* The task
Count the lines in the records below that contain the string "hedge", treating uppercase and lowercase as different, and give only the number.

* Supplied material
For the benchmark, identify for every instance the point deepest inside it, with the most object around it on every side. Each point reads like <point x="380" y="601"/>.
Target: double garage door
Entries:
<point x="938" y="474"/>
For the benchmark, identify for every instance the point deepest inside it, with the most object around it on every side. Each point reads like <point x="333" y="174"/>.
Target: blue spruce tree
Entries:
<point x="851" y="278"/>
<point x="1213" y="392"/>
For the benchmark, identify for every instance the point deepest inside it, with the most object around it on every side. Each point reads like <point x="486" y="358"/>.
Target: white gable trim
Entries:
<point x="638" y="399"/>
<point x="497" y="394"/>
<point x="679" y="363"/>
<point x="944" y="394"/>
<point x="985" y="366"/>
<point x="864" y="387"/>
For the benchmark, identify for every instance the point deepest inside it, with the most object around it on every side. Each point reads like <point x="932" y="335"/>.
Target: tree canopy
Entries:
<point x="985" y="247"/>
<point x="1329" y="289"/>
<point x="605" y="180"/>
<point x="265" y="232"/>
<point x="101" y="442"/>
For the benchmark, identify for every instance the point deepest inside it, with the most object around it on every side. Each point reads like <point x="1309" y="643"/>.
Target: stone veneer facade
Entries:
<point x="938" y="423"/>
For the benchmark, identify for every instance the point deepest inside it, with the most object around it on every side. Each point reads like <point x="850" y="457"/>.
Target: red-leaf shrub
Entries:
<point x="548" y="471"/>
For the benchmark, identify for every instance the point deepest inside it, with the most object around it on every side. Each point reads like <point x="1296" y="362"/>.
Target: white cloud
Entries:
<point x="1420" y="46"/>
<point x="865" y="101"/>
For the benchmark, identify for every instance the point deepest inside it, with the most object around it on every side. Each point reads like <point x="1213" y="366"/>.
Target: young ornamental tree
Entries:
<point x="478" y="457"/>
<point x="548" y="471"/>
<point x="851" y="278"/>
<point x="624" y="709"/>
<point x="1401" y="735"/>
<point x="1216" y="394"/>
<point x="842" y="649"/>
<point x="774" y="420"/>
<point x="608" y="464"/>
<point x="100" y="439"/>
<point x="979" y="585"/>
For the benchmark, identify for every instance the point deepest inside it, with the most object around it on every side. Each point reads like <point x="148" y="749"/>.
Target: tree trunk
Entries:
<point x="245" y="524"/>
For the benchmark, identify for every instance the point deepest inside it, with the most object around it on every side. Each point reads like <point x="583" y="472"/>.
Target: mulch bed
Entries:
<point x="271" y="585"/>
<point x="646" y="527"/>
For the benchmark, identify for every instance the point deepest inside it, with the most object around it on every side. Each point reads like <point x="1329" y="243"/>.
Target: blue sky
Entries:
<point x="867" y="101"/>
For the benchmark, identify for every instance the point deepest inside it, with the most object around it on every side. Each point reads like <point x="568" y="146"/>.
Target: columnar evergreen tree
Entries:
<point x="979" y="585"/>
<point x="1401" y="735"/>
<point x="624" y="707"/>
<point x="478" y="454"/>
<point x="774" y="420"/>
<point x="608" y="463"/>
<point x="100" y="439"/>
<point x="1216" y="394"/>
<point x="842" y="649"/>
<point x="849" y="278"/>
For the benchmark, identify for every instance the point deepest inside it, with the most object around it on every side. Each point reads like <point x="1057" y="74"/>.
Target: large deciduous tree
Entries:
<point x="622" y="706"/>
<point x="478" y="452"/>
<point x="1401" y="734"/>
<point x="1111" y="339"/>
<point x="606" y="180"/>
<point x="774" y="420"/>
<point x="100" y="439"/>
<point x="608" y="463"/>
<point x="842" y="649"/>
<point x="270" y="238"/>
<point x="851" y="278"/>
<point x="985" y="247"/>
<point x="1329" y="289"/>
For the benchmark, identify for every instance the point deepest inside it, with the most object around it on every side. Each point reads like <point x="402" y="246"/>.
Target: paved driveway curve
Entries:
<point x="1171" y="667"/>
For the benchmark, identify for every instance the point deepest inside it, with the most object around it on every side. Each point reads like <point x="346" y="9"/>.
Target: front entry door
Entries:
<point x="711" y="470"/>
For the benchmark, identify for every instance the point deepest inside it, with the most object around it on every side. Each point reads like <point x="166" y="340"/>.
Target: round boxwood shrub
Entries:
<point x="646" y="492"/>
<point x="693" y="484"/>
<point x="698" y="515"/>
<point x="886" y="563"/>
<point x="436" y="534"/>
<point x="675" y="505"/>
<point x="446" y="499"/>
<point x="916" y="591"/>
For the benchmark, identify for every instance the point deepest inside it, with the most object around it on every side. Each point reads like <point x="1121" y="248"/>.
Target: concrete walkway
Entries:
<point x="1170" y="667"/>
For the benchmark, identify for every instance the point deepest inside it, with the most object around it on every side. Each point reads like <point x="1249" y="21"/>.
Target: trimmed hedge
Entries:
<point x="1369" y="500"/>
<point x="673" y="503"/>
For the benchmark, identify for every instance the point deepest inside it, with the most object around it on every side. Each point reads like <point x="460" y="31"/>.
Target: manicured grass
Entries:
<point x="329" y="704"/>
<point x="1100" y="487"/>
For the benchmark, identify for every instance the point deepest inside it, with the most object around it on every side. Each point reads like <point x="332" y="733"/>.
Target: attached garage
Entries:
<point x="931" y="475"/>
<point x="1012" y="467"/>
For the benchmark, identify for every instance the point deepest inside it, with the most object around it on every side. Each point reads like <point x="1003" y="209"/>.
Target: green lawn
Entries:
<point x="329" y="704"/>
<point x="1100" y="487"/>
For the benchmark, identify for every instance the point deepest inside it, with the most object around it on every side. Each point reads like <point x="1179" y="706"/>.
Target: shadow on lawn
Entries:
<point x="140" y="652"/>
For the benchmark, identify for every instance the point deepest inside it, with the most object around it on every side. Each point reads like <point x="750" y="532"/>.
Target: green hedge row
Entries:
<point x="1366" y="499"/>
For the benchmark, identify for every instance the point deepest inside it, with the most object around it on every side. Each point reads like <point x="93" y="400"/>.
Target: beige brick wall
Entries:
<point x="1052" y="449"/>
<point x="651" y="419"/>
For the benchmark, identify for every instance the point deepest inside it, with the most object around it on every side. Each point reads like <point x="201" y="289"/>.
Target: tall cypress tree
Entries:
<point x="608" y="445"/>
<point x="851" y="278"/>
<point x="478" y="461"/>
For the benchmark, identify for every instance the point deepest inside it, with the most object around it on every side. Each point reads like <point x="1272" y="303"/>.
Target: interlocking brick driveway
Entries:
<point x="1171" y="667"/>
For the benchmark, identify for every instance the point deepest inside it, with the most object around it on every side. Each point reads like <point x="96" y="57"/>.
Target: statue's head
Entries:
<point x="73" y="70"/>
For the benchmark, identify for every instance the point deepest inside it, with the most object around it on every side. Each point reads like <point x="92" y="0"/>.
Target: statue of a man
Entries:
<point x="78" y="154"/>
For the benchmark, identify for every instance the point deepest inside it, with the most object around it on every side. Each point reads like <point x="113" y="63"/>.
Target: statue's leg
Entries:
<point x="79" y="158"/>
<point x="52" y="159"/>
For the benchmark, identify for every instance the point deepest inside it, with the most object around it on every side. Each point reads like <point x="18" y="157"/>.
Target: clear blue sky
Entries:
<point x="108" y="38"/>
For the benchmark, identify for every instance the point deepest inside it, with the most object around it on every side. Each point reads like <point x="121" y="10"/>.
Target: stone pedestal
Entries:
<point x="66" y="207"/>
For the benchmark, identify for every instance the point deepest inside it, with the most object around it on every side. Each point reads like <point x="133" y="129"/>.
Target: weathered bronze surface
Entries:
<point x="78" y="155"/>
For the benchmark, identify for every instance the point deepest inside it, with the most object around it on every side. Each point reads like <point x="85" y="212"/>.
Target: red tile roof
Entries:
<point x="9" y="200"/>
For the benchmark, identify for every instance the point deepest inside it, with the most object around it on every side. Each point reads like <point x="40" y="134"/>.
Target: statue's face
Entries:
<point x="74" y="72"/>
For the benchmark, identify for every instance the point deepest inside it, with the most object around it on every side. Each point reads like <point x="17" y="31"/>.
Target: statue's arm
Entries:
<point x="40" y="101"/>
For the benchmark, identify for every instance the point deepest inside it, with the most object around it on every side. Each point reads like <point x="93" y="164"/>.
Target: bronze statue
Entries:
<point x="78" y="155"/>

* Result of the exercise
2